Quoted text:
International Visual Sociology News Letter

Hi folks, some additional good news to follow the ICPT post is that I’ve been voted onto the Board of the International Sociological Association (ISA) Visual Sociology Working Group. A post that lasts for four years will see me take up a number of proactive roles related to the group including conference organising, the promotion of their activities as well as research outputs. More specifically I am acting sub-editor of their their thrice yearly output, the Visual Sociology Newsletter.

Enquiries related to the newsletter as well as suggested contributions can be made through the following email -

There is also the Visual Sociology Facebook page


Gary Bratchford

ICPT 2014


The new academic year is underway and with that brings new activities and public speaking opportunities. In the following months I’ll be speaking at a number of events, however this quick post is to draw attention to this forthcoming event in Cyprus.

The 3rd International Conference of Photography and Theory is this coming December, and i’m pleased to say my extended abstract was accepted, and can be found under my conference tab here.
A link to the conference is here —> ICPT2014

Gary Bratchford

The Rachel Tanur Memorial Prize for Visual Sociology

I wrote a short piece for the Social Science Research Council competition. The prize, which is biannual, invites scholars to address one of Rachel’s images from the online gallery. The second component requires the entrant to submit a photo and a short essay for critique. The final submissions are submitted to the board of the ISA’s Visual Sociology Working Group.

Raw data:

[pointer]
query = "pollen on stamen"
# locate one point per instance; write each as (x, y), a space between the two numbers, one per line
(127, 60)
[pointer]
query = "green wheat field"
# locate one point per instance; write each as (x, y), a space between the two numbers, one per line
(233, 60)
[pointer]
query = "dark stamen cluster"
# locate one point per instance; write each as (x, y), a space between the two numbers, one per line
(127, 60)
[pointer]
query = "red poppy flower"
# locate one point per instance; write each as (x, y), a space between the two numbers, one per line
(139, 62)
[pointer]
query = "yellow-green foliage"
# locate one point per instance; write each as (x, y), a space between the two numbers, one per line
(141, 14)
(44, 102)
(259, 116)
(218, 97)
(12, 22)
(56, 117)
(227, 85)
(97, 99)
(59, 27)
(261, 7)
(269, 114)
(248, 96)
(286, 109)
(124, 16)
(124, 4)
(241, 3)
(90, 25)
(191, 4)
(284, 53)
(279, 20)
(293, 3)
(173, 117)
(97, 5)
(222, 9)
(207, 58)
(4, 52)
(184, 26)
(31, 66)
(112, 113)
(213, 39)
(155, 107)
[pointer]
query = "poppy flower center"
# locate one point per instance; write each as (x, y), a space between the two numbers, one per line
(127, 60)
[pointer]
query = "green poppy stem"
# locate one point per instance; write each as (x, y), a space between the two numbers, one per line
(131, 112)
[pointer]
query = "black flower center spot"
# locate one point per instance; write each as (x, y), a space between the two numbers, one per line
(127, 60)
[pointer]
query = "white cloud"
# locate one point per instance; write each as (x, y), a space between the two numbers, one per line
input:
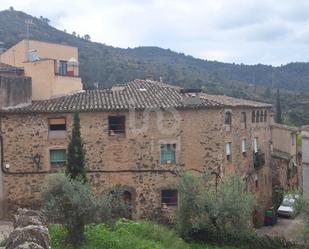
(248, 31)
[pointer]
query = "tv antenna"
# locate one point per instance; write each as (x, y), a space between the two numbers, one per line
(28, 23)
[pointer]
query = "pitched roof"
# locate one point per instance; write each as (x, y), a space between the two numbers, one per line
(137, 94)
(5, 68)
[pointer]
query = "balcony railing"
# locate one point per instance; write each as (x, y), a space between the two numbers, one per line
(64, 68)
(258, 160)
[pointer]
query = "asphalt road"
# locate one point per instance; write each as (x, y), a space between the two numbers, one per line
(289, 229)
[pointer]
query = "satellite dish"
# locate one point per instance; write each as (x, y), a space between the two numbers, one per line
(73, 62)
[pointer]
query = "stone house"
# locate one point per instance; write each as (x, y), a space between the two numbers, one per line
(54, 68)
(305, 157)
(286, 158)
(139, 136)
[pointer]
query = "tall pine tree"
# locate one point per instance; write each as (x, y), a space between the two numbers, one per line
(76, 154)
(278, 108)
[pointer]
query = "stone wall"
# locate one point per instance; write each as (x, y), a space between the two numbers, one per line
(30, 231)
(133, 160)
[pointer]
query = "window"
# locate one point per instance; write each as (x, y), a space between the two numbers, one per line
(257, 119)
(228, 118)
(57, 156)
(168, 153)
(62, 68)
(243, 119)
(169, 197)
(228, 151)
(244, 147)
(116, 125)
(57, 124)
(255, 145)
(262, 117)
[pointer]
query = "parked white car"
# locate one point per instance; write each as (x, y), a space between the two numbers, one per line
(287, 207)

Required actions:
(1) Rework the visual sociology blog starting with "The new academic" and going on through "conference tab here.", swapping in "Athens" for "Cyprus".
(2) Write the next part of the visual sociology blog, picking up after its last sentence.
The rows have nothing to do with what you're asked to do here.

Answers for the tasks:
(1)
The new academic year is underway and with that brings new activities and public speaking opportunities. In the following months I’ll be speaking at a number of events, however this quick post is to draw attention to this forthcoming event in Athens.

The 3rd International Conference of Photography and Theory is this coming December, and i’m pleased to say my extended abstract was accepted, and can be found under my conference tab here.

(2)
Below is my response to one of Rachel’s images, and my submission. The site, with additional details and images can here found here. 

Liquid Borders and Contested Spaces: An Israeli Street in a Palestinian City.

In 2013 I made a research trip to Israel and the Occupied Palestinian Territories. The purpose of my visit was to conduct interviews and collect visual data. I visited the West Bank and specifically the Palestinian city of Hebron. One photo I took was at the entrance to Al-Shushda Street, an Israeli outpost in the heart of the Arab city.
The photo is clearly denotative of a middle-eastern space. The architecture and stonework, pastoral colours and blue skies are consistent with much of what we’ve come to know from that geographical region. What is less telling is the nature of the space. The school children on the left are entering a military zone. Equally, they are crossing a border that only they, as Israelis, can. The scopic regime that is afforded to Israel and the Occupied Territories is often limited to a number of clichéd journalistic and documentary tropes. Metonymically, the region and its inhabitants are all to often replaced by the icons of geo-political dispute; objects of separation such as walls and barriers, their scale and materiality reduces the occupation down to a simple dispute over borders.
Like my analysis of Rachel’s photo, ‘Two Cuban Kids Look Through a Window’, this image invites a curious spectatorship. The image was taken because I wanted to record what I saw. As Bourdieu notes, I deemed it ‘photographable’, predicating my decision on moral and aesthetic values. However, the image prompts an investigation of the social and formal arrangements within the field of in/visibility. Indexical to the political tension, the photo echoes the trace of an event (Bourdieu, 1990-6-8).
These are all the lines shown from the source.